## Votre consigne
Rédigez la suite du texte consacré au roman la Mort de Tusitala, en reprenant juste après sa dernière phrase.

___ Extrait du texte ___

Les éditions Anacharsis ont traduit et publié en 2010 la Mort de Tusitala, roman d’un écrivain japonais disparu en 1942 à l’âge de 33 ans et encore peu connu en France : Atsushi Nakajima. Tusitala (le conteur d’histoires), c’est le nom que les Samoans avaient donné dans leur langue à Robert Louis Stevenson. On sait que l’écrivain écossais vécut sur leurs terres les dernières années de sa vie, y mourut d’une crise d’apoplexie en 1894 et y fut inhumé. Un roman donc, mais qui joue sur la corde tendue de la biographie, alternant entre des pages «informatives» à la troisième personne et les extraits d’un journal imaginaire qu’aurait tenu l’auteur de l’Ile au trésor. Un cocktail singulier qui vise à nous faire entrer dans la peau d’un écrivain sensible et complexe qui consacra aussi les dernières années de sa vie à défendre les droits du peuple qui l’accueillait contre les impérialismes de tout crin. Et ce récit est rendu particulièrement émouvant par les destins, semblables à plusieurs titres, qui rapprochèrent à cinquante ans d’écart Nakajima de Stevenson.

___ Extrait de données ___

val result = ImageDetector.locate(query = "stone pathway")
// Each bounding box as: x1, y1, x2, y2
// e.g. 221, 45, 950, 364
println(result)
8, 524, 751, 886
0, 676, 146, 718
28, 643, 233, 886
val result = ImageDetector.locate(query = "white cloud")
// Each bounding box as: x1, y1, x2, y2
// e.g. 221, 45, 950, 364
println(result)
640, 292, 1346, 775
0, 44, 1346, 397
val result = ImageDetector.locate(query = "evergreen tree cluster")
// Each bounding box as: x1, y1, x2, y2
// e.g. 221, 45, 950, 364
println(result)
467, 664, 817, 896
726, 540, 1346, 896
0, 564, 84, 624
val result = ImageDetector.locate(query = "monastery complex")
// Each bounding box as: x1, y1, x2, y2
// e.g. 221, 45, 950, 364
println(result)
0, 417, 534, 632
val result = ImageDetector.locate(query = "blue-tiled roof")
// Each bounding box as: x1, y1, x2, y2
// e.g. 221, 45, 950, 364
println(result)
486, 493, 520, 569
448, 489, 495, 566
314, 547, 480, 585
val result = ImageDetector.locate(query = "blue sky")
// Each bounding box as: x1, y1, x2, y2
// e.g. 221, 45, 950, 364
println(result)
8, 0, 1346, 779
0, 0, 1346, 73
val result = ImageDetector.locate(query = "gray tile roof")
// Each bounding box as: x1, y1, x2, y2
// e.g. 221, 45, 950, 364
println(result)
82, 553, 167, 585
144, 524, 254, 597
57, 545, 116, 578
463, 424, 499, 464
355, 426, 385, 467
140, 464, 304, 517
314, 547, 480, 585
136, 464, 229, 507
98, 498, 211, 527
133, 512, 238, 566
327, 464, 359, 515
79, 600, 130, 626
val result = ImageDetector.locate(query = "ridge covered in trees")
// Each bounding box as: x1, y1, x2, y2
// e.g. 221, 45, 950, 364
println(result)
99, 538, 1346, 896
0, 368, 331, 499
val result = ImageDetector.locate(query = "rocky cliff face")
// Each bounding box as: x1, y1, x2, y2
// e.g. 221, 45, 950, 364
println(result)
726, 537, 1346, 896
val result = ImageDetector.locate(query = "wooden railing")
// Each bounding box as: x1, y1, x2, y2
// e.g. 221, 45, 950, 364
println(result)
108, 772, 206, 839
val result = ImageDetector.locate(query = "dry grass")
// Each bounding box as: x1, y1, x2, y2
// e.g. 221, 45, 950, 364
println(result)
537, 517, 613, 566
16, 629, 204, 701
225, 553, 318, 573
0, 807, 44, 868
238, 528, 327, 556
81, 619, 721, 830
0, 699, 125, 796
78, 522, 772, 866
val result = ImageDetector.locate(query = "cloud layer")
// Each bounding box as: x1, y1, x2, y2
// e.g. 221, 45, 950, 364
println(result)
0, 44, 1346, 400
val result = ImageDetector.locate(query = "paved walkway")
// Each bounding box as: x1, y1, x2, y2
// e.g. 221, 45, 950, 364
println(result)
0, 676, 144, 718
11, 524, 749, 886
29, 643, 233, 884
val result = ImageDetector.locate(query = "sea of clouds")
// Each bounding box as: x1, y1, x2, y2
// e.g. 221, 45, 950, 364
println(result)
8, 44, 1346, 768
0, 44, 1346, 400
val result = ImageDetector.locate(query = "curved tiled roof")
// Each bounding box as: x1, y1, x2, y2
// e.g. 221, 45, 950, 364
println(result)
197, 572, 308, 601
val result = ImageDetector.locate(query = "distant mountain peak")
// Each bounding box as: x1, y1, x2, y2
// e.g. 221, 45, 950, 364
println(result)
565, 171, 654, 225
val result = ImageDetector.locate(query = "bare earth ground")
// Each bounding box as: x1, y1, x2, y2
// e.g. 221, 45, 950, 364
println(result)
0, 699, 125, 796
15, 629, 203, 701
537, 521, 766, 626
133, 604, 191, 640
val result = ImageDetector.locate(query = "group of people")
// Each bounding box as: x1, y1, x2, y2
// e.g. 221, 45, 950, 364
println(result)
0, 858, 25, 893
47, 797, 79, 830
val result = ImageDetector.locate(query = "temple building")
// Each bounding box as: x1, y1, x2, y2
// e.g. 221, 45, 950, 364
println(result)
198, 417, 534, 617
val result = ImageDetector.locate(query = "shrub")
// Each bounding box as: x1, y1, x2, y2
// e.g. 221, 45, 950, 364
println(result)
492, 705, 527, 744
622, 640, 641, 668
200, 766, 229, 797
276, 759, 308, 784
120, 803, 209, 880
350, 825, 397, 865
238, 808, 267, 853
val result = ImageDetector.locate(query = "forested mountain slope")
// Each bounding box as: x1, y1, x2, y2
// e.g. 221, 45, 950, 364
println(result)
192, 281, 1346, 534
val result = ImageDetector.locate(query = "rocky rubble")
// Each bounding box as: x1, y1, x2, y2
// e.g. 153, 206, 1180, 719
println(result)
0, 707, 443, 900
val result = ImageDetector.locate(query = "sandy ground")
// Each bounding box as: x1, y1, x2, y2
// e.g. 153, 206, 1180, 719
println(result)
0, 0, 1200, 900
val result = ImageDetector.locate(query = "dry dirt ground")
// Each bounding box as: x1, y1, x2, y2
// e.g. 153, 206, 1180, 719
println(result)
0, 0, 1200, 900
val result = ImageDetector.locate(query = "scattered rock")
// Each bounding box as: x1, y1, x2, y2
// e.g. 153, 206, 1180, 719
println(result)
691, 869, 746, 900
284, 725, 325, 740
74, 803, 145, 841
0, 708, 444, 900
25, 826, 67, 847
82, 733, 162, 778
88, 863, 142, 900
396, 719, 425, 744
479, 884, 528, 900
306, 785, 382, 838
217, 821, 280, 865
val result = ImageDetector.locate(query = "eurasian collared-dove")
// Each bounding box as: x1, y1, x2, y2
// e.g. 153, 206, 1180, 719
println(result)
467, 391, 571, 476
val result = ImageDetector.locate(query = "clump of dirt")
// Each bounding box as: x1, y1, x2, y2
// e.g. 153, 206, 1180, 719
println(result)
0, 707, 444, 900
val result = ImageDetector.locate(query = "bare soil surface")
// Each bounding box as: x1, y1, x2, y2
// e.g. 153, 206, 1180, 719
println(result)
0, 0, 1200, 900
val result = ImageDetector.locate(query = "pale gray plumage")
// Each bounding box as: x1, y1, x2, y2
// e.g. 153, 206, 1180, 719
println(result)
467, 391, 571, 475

___

## Zone de réponse
Le récit d’ Atsushi Nakajima s’attache aux trois dernières années de la vie de Stevenson, auteur auquel l’écrivain japonais a très tôt, dans sa courte vie, voué une admiration sans égal.
Là où d’autres auraient préféré instruire leur dossier de détails, de preuves et de contre preuves, Nakajima, dans les parties narratives de son roman, brosse quelques pans de vie, concentre, élague, va droit au coeur de son propos et donne à voir ce qui lui semble essentiel.
L’écrivain apparaît d’abord comme une sorte d’aventurier sans gloire, de voyageur malgré lui. Un homme qui s’est arraché aux brumes d’Edimbourg non pas temps par goût de la bourlingue que pour se déporter vers des cieux plus cléments. Stevenson est sujet à des affections pulmonaires chroniques depuis l’enfance et son corps ne lui laissera jamais de très longs répits. Sa santé se résume, d’après ses propres mots, à une «petite complication de toux et d’os». Bien sûr, il prend très tôt conscience que sa vie ne sera jamais qu’une petite chose fragile et que le temps lui sera sans doute chèrement compté. Si cette donnée l’incite très à voir le monde au plus vite et au plus près, c’est aussi la quête d’une bulle d’air respirable qui le pousse à prendre le large et à s’éloigner d’une Ecosse dont le climat humide a sur lui l’effet d’un venin.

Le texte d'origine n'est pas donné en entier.